[Point annotation dataset records]
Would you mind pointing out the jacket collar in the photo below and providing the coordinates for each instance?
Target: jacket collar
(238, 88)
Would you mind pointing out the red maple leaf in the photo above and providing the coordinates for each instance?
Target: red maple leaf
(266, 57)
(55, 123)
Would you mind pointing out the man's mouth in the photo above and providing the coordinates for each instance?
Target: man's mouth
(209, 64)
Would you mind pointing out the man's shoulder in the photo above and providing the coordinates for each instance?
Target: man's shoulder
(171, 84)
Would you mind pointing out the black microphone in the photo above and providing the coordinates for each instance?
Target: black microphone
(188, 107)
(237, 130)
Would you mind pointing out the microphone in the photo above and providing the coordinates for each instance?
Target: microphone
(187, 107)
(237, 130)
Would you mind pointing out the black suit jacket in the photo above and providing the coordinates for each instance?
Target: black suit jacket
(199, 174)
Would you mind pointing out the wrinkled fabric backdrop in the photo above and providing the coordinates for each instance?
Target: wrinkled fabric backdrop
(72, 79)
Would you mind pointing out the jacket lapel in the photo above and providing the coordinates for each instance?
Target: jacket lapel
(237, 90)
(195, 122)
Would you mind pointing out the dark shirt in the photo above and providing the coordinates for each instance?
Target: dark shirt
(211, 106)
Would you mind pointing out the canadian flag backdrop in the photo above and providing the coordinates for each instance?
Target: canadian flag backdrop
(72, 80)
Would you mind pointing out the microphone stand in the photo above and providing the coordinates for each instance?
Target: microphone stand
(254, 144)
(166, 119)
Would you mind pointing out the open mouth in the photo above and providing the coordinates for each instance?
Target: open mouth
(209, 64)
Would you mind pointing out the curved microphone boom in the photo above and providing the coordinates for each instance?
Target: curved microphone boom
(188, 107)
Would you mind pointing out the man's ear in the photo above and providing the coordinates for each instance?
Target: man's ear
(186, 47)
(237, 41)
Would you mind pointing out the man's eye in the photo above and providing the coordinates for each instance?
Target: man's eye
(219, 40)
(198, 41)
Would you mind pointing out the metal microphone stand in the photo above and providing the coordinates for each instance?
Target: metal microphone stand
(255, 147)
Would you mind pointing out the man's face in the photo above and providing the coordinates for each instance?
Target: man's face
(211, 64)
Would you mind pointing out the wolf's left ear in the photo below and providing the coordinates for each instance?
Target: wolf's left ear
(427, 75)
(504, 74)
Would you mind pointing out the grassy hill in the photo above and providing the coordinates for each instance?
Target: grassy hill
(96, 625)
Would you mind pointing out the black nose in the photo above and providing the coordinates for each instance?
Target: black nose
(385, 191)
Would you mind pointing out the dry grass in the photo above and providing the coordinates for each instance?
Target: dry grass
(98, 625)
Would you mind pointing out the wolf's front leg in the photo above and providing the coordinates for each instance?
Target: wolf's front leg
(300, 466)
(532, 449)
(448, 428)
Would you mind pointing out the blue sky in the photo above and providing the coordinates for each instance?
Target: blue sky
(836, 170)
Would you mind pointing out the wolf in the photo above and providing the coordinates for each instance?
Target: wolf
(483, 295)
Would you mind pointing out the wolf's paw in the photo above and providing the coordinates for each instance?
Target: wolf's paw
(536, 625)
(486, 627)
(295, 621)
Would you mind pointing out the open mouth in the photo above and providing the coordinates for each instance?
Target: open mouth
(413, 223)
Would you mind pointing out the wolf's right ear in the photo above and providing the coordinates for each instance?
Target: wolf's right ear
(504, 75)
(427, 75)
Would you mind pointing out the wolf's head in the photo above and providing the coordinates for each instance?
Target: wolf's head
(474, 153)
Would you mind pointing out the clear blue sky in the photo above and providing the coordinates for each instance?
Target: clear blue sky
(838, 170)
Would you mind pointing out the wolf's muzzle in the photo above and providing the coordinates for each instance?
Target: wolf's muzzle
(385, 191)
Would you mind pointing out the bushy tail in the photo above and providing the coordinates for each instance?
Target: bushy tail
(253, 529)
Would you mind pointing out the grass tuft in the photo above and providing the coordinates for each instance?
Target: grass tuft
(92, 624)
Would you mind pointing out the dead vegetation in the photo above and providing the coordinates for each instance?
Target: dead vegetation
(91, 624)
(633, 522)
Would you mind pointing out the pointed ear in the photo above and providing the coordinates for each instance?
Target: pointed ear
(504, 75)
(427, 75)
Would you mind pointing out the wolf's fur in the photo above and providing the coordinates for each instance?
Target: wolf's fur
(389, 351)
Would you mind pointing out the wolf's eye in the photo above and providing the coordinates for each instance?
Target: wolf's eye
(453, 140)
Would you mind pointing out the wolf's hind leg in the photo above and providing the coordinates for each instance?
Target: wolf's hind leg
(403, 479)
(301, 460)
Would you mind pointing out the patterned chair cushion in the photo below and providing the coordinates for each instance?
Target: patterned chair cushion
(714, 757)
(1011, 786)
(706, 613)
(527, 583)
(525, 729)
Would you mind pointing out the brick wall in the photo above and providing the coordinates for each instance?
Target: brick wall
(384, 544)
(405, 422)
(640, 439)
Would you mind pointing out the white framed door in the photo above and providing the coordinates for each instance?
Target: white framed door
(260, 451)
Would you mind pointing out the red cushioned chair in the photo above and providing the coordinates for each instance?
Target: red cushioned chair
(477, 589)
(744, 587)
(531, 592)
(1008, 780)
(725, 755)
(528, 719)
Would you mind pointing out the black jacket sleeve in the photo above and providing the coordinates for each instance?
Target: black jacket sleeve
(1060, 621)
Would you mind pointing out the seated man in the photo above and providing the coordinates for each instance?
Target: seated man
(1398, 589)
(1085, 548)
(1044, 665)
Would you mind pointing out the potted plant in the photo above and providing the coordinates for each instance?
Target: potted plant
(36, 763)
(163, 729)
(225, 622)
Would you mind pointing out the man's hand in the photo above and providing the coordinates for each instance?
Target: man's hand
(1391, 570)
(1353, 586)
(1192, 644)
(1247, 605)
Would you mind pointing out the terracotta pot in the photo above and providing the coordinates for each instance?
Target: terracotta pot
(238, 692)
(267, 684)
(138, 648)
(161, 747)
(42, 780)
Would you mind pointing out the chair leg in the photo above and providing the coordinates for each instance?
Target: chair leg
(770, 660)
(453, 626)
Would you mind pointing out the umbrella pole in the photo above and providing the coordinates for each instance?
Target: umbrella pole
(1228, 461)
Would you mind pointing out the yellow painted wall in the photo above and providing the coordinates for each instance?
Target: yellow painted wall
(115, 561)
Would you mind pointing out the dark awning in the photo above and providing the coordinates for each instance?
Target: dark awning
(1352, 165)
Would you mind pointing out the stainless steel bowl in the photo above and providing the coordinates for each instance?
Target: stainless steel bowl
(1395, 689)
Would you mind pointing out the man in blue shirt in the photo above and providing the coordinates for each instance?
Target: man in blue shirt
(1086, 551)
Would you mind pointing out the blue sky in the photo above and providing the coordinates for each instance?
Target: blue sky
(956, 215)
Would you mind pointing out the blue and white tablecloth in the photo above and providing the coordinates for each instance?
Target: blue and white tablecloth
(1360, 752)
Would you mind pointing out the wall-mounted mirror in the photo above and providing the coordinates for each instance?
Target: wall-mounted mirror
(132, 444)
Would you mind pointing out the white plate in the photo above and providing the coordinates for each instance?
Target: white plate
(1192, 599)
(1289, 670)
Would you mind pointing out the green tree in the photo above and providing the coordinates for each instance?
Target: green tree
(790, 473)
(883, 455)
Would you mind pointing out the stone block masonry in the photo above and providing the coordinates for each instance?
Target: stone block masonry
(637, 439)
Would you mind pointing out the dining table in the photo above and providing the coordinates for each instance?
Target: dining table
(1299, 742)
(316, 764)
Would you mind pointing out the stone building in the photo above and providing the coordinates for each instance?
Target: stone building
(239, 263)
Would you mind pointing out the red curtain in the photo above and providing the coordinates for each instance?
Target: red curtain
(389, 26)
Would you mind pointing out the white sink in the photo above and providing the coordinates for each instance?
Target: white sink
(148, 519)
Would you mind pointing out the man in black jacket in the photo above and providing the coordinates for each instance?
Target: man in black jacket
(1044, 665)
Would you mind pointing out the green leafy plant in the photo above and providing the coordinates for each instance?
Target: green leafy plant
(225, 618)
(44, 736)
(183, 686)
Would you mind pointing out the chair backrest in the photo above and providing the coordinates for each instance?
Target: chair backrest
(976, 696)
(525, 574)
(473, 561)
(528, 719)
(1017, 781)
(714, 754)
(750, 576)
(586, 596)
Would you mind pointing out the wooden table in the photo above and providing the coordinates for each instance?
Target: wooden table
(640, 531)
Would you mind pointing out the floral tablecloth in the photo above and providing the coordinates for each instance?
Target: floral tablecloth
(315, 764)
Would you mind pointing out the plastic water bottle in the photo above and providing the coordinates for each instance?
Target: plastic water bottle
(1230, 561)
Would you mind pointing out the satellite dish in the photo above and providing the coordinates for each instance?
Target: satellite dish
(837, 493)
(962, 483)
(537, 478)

■ **Work to do**
Make an exact copy of every line from the one with "Would you mind pointing out the man in black" to the end of the data, with the first and last of those lines included.

■ **Result of the task**
Would you mind pointing out the man in black jacket in the photo above and providing the coordinates for each instance?
Target: man in black jacket
(1044, 665)
Would you mind pointing out the green leafy plant in the photo above and providing the coordinates for each instance?
Target: green leafy plant
(225, 618)
(44, 736)
(183, 686)
Would you mind pointing out the chair backrest in the photo above and providing the coordinates for each instance?
Target: chair backrest
(976, 696)
(525, 574)
(473, 561)
(528, 719)
(1017, 781)
(714, 754)
(750, 576)
(586, 596)
Would you mind pointing out the wooden table in the photo above and providing the coordinates for each instance?
Target: wooden table
(640, 531)
Would you mind pointing out the floral tablecloth in the photo above and providing the coordinates for each instance?
Target: floral tablecloth
(315, 764)
Would you mind pointing out the plastic water bottle in the photo above and providing the coordinates for each instance?
Target: plastic water bottle
(1230, 561)
Would you mind pointing out the satellite dish in the photo above and providing the coordinates for each instance?
Target: satellite dish
(837, 493)
(962, 483)
(537, 478)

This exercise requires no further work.